- TASK INPUTS -
☆ ☆ ☆ ☆
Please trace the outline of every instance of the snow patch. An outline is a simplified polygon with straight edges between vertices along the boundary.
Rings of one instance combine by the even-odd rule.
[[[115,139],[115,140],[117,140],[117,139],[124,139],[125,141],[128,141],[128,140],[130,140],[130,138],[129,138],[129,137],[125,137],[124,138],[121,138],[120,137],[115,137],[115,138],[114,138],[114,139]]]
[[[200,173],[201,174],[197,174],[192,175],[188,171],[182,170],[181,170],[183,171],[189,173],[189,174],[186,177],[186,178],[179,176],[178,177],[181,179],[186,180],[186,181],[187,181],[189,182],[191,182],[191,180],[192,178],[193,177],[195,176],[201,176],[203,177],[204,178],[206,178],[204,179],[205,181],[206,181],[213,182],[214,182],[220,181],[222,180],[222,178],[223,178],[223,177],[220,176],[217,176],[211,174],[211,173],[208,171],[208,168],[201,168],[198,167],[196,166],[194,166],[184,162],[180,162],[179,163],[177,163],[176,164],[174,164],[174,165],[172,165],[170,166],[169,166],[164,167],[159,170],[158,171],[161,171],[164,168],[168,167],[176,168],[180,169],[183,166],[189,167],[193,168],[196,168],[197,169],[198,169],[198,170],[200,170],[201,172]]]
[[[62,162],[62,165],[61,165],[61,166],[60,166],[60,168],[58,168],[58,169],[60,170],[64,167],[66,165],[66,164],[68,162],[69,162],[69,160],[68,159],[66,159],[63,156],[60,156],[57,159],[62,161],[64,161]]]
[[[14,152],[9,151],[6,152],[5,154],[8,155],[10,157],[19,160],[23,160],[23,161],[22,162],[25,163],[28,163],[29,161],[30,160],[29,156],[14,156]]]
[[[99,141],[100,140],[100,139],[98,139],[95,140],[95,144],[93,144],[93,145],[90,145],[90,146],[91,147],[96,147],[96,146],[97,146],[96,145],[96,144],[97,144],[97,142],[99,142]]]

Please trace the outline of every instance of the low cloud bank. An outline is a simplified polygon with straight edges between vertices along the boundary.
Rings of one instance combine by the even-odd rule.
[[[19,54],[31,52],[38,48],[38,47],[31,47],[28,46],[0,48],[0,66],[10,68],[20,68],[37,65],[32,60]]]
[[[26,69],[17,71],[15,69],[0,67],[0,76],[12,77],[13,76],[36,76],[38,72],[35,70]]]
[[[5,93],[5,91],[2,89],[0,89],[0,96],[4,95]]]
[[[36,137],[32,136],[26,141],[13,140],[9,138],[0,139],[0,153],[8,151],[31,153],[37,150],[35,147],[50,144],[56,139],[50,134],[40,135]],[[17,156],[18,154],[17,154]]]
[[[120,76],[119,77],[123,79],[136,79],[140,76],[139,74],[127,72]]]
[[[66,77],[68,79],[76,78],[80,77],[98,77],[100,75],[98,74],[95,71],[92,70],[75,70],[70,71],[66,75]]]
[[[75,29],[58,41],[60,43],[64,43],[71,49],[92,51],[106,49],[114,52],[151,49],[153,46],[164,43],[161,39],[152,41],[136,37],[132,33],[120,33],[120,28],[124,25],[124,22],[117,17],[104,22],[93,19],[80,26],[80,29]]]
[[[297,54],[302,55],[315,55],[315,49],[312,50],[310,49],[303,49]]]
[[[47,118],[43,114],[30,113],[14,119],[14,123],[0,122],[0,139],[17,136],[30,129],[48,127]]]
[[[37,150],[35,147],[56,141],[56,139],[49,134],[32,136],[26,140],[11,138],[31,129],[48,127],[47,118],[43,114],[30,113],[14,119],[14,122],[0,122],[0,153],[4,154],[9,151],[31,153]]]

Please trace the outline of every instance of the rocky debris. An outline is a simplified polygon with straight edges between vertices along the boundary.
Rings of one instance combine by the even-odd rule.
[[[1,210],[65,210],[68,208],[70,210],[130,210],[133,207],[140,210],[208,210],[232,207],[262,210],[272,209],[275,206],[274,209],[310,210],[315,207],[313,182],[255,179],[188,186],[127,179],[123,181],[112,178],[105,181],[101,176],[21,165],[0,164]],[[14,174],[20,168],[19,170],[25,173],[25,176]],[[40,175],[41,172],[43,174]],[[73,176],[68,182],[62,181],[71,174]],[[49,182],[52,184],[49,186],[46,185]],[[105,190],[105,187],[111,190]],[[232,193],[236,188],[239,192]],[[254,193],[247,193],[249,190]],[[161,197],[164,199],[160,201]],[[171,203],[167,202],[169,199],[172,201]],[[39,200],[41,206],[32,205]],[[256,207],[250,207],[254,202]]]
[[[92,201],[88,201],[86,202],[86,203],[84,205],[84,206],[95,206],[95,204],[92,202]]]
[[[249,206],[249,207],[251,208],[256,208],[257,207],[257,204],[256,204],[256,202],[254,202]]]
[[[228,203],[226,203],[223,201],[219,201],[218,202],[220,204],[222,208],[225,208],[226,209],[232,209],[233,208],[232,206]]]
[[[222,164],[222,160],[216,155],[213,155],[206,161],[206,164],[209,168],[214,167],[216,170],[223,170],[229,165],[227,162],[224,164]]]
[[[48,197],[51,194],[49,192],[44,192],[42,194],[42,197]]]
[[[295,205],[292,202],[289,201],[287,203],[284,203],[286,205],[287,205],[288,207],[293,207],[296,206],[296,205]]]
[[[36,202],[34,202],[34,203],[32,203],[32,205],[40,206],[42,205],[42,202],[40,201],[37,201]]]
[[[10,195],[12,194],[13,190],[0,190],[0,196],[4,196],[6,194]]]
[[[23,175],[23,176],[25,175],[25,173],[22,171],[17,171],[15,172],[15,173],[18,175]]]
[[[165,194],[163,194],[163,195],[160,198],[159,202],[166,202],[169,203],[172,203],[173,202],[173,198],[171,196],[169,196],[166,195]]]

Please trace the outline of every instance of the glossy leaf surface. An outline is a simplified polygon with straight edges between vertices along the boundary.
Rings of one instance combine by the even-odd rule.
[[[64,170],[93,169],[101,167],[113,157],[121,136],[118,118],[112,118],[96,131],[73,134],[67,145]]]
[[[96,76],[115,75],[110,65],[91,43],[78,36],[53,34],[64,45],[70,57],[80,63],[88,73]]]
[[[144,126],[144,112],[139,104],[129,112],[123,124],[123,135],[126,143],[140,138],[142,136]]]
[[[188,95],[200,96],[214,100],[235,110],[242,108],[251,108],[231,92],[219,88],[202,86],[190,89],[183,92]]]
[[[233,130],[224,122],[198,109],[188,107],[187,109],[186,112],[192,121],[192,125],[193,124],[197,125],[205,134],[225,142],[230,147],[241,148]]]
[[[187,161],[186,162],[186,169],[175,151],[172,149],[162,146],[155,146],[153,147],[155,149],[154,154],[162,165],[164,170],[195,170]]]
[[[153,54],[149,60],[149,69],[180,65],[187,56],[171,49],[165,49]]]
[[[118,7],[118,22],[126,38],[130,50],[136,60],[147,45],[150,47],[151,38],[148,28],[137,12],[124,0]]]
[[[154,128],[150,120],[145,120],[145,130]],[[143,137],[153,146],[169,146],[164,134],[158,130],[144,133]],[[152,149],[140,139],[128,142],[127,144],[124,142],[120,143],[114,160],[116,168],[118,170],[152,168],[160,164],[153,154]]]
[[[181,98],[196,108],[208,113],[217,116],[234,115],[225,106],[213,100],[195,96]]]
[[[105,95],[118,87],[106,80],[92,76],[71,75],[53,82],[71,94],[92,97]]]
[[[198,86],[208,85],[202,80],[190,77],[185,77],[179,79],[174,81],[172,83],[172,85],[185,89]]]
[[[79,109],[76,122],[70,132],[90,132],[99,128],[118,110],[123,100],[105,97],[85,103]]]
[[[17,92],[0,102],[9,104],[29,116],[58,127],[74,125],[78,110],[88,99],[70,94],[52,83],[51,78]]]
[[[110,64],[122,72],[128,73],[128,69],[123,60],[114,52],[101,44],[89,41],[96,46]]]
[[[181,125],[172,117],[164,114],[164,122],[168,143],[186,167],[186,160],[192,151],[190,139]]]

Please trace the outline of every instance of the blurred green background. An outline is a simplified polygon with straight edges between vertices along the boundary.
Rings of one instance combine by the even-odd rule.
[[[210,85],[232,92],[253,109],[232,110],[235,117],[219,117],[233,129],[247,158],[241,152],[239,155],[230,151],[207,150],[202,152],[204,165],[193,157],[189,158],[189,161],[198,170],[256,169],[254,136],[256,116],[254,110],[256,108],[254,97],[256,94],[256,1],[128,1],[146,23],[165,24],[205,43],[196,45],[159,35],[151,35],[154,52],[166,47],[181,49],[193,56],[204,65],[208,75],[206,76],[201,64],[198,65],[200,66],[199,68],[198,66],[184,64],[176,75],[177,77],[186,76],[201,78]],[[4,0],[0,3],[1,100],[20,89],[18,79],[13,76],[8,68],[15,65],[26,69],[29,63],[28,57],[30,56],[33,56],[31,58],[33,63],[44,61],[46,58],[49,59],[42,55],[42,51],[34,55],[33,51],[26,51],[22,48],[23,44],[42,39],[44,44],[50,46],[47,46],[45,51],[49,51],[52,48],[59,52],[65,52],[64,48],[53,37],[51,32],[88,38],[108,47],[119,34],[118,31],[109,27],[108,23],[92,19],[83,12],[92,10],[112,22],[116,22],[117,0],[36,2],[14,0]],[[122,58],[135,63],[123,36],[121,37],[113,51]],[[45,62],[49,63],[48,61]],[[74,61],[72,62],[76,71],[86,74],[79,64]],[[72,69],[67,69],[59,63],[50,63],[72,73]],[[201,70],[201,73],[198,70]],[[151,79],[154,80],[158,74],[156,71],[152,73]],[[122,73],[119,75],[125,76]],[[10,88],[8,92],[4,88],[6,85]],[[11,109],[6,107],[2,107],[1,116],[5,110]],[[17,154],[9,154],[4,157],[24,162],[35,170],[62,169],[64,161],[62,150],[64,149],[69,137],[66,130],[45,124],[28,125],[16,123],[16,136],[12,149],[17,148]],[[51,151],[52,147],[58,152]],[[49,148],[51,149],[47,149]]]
☆ ☆ ☆ ☆
- THE TASK -
Extract each line of the records above that contains the string "vertices", treating uppercase and lowercase letters as distinct.

- FINISHED ANSWER -
Please trace the outline of every instance of the snow patch. An outline is a simplified polygon with straight edges between vertices along the boundary.
Please trace the outline of every instance of the low cloud bank. An outline is a simplified polygon with straight edges between vertices along the boundary.
Please trace the outline of every instance of the rocky debris. An outline is a simplified polygon with straight edges between vertices along the boundary.
Please trace the outline of every instance of the glossy leaf surface. An outline is a simplified polygon with straight edges between vertices along the boundary.
Please trace the outline of every instance of the blurred green background. An outline is a simplified polygon with straight edges between vertices along the boundary.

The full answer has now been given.